DHR96 might be activated by phenobarbital, while AhR - only by planar PAHs and dioxins. So, DHR96 might be a predecessor for the AhR able to be activated by bulky and less hydrophobic xenobiotics.
It's fanny (sorry for a calambur), but my point was not about orthologs well known from PUBMED' IDs. It was rather about archaic xenobiotics metabolism, induction of which might be viewed as an effective means of survival during evolution. In an ancient “fauna-flora war”, when presented with a life-threatening chemicals (namely, planar toxins developed by plants in order to avoid being eaten by giant animals), the cells processed with developing ligand-activated Ah receptor transcriptional machinery encoding CYP1As able to metabolize and detoxify planar xenobiotics (please learn more from Drs. Daniel Nebert and Allan Okey).
As for the DHR96 ortholog, a constitutive CAR, it was shown to activate its response element in a ligand-independent manner. The identity of CAR as a xenobiotic receptor was suggested when CAR was shown to activate the phenobarbital response element found in promoters of PB-inducible CYP2B genes.
On the other hand, the aryl hydrocarbon receptor (AhR) is a ligand-activated transcriptional factor. Although dioxin is high affinity and toxic to many vertebrate animals, invertebrate AhRs including Drosophila melanogaster AhR (spineless) have no ability to bind exogenous chemicals as ligands.

Recorded data:

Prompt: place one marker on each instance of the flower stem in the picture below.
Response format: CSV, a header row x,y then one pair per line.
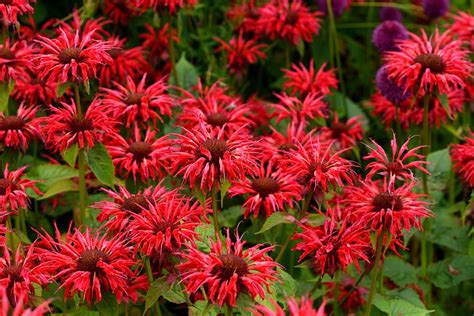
x,y
373,284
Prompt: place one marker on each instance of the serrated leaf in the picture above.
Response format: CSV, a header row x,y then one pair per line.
x,y
98,159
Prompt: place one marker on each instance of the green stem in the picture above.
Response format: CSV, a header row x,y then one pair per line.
x,y
375,272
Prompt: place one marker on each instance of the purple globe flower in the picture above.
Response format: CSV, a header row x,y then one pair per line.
x,y
338,6
388,88
435,8
386,35
390,14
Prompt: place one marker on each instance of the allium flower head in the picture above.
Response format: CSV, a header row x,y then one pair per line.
x,y
228,271
18,131
426,63
137,102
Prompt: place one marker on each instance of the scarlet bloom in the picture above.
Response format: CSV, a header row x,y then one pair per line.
x,y
17,131
310,107
425,63
241,52
400,165
72,59
288,20
228,271
268,191
144,158
462,156
13,191
333,246
137,102
205,156
381,205
88,264
64,127
117,213
303,81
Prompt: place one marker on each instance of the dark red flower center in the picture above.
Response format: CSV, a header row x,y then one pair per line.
x,y
431,61
134,98
135,203
140,150
5,184
80,124
68,54
11,123
216,119
89,258
231,264
265,186
384,201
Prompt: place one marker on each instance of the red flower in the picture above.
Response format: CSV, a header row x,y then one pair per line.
x,y
310,108
463,159
288,20
17,131
140,158
88,264
227,271
382,205
207,156
241,52
13,191
117,213
64,127
426,63
125,62
333,246
10,10
269,191
301,80
132,102
397,165
72,59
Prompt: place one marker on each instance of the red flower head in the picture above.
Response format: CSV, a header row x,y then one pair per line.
x,y
241,52
382,205
332,247
463,159
13,191
165,226
18,131
18,273
117,213
205,156
312,107
268,191
14,60
288,20
144,158
132,102
345,134
397,165
11,9
64,127
318,166
303,81
227,271
75,59
126,62
88,264
425,63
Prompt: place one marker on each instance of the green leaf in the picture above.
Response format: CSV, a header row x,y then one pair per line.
x,y
98,159
451,271
70,155
274,220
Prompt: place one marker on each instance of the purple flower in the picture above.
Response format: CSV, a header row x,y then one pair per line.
x,y
386,35
388,88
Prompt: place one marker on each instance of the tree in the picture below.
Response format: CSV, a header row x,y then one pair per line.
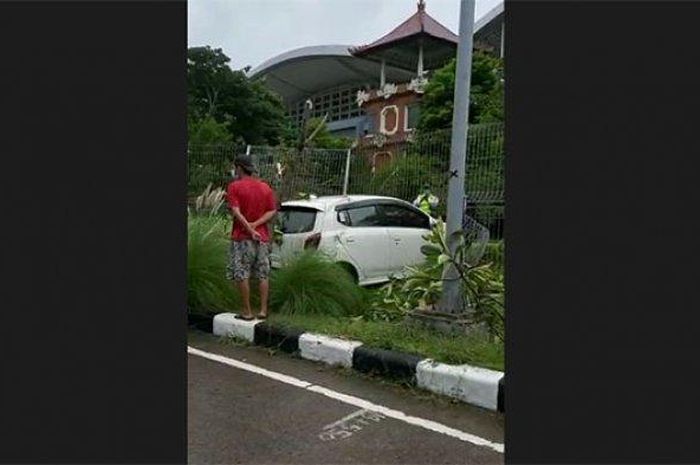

Problems and tasks:
1. According to the passage about xenobiotic receptors, where is the phenobarbital response element that CAR was shown to activate found?
2. Echo the passage about xenobiotic receptors from "DHR96 might be activated" up to and including "and Allan Okey).".
The lines have no connection to the passage about xenobiotic receptors.

Answers below:
1. It is found in promoters of PB-inducible CYP2B genes.

2.
DHR96 might be activated by phenobarbital, while AhR - only by planar PAHs and dioxins. So, DHR96 might be a predecessor for the AhR able to be activated by bulky and less hydrophobic xenobiotics.
It's fanny (sorry for a calambur), but my point was not about orthologs well known from PUBMED' IDs. It was rather about archaic xenobiotics metabolism, induction of which might be viewed as an effective means of survival during evolution. In an ancient “fauna-flora war”, when presented with a life-threatening chemicals (namely, planar toxins developed by plants in order to avoid being eaten by giant animals), the cells processed with developing ligand-activated Ah receptor transcriptional machinery encoding CYP1As able to metabolize and detoxify planar xenobiotics (please learn more from Drs. Daniel Nebert and Allan Okey).